▸ **PROBLEM REQUIREMENTS**:
Extract every line from the records below that contains the word "black".

▸ **EXERCISE INPUTS**:
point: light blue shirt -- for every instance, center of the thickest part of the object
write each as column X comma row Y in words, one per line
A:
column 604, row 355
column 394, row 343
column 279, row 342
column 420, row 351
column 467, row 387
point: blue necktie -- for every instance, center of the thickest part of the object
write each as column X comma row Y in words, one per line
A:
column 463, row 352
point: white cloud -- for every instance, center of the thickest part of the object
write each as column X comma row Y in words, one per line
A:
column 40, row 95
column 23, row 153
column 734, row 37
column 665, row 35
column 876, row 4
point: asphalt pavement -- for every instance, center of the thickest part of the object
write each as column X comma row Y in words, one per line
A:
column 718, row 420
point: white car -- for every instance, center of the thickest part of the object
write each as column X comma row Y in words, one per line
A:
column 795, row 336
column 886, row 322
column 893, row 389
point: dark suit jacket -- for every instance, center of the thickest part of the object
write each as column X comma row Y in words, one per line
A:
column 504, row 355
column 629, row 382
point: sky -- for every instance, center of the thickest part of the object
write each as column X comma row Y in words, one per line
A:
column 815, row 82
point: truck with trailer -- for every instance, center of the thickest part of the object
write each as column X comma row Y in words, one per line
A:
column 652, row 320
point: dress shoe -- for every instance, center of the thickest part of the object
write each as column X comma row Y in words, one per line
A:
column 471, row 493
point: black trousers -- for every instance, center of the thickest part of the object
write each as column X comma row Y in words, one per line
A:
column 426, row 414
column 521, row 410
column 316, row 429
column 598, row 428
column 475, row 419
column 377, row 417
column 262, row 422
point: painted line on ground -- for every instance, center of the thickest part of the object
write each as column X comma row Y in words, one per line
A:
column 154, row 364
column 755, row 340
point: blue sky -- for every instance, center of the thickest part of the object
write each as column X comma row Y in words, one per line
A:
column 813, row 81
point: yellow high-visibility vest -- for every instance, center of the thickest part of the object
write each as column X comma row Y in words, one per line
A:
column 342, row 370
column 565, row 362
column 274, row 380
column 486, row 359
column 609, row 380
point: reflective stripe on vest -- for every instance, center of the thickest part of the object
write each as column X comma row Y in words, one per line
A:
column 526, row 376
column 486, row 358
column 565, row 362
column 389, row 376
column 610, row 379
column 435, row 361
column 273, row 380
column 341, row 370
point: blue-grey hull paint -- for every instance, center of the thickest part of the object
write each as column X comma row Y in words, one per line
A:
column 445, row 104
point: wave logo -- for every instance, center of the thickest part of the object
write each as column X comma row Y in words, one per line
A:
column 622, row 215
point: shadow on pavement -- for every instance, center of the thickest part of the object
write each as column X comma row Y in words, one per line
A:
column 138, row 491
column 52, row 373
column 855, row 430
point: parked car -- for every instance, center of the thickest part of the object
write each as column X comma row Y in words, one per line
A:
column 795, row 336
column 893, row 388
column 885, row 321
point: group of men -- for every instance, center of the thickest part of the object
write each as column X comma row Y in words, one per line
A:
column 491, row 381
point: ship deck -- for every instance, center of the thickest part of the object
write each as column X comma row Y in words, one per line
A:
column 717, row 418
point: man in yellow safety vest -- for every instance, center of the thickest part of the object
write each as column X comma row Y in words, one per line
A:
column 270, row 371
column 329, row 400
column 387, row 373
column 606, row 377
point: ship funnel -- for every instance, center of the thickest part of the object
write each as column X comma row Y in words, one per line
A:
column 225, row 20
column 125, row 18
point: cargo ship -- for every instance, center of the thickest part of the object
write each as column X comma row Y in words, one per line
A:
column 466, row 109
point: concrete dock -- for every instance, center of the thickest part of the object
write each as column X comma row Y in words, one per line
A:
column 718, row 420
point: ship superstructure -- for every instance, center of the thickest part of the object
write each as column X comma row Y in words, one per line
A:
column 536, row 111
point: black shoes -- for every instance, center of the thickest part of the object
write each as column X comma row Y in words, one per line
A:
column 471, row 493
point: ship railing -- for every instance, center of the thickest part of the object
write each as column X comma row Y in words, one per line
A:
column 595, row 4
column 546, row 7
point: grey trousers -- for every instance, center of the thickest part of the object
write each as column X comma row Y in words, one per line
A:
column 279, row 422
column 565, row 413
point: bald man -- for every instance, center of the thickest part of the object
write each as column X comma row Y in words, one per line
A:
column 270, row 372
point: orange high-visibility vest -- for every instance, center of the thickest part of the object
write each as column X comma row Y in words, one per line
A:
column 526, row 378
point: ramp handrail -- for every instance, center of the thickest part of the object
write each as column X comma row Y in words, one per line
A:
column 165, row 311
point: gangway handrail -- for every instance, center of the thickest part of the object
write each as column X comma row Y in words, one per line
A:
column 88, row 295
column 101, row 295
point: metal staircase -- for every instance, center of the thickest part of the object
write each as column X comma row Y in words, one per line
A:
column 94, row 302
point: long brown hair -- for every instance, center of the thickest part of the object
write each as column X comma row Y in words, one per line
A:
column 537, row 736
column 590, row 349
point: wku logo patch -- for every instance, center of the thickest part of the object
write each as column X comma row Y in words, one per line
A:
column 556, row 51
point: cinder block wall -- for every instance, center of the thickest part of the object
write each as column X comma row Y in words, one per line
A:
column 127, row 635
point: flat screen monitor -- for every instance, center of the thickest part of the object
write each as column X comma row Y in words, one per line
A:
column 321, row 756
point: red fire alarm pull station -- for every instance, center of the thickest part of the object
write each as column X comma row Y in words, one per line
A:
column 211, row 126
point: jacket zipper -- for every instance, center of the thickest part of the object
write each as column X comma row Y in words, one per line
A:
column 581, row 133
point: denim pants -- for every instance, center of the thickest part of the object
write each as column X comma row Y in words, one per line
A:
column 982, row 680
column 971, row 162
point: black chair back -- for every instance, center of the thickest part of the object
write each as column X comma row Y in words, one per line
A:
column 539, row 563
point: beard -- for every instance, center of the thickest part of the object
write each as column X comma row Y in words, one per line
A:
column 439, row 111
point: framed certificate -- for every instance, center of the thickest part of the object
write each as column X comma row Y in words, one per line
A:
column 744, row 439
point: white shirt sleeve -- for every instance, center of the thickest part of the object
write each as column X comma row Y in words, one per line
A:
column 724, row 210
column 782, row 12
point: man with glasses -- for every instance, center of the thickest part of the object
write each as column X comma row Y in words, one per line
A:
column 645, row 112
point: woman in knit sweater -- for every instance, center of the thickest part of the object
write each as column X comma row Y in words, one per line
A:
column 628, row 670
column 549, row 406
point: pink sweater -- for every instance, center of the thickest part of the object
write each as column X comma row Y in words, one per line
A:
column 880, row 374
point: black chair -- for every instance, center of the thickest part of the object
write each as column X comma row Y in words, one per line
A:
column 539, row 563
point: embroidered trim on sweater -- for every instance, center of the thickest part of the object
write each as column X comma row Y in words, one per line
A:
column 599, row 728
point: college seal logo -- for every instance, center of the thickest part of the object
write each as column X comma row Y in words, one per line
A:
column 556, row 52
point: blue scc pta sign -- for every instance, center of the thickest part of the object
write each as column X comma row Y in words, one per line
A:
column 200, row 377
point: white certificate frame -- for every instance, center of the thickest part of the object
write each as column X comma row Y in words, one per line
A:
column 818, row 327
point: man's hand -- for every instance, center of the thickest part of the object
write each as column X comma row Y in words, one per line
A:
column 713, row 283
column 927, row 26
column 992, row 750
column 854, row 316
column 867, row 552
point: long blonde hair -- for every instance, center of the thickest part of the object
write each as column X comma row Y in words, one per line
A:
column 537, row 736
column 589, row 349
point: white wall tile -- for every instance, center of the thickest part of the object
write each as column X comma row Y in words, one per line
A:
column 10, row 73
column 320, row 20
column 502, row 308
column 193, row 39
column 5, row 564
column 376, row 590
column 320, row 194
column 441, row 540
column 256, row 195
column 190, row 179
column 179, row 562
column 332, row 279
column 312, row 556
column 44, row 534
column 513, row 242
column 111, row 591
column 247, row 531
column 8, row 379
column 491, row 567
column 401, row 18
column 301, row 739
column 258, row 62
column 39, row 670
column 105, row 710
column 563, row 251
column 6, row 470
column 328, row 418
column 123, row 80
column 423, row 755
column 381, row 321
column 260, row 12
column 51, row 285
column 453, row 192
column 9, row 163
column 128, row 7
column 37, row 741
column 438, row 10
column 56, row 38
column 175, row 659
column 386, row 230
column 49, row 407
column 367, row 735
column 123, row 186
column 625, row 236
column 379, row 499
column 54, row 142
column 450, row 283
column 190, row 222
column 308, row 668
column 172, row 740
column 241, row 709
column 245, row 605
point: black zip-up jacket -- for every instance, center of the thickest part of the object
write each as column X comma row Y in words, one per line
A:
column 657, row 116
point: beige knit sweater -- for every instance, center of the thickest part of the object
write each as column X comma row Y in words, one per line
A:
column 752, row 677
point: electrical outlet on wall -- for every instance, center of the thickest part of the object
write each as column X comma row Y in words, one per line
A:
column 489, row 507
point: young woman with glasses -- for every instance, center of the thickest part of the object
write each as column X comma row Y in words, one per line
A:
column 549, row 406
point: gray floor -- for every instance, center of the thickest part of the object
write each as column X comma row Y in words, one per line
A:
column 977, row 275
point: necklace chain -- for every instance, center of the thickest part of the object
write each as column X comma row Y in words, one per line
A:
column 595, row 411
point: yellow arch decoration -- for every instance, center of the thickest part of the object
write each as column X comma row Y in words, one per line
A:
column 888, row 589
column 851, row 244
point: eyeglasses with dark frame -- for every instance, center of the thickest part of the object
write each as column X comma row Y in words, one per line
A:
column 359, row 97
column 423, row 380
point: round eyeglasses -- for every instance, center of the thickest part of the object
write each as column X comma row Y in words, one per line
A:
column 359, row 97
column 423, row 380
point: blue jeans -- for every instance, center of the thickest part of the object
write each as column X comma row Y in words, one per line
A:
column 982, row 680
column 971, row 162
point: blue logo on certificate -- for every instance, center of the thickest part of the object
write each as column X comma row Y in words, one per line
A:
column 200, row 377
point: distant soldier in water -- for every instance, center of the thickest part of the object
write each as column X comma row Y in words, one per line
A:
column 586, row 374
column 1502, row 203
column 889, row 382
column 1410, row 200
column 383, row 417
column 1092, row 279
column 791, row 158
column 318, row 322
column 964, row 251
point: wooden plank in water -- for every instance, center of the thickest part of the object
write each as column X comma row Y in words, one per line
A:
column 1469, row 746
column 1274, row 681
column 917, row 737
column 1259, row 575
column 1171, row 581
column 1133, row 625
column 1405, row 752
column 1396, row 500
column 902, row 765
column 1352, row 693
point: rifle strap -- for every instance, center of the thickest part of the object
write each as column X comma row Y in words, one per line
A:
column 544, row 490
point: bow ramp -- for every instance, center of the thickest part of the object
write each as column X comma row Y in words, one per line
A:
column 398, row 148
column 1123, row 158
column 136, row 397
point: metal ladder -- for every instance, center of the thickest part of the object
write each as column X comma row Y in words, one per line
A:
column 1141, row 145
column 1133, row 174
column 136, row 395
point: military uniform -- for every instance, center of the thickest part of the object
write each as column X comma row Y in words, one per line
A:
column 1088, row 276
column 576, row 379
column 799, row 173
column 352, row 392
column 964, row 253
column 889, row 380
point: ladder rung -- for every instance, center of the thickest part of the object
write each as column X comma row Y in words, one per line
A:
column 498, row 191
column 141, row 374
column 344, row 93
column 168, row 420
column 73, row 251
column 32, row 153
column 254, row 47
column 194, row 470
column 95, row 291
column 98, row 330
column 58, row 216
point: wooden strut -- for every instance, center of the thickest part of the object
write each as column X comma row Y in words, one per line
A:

▸ **ANSWER TO THE EXERCISE**:
point: black trousers -- for every instance, center of the thickest part of the object
point: black shoes -- for every instance, center of the thickest part of the object
point: black chair back -- for every instance, center of the thickest part of the object
point: black chair -- for every instance, center of the thickest part of the object
point: black zip-up jacket -- for every instance, center of the thickest part of the object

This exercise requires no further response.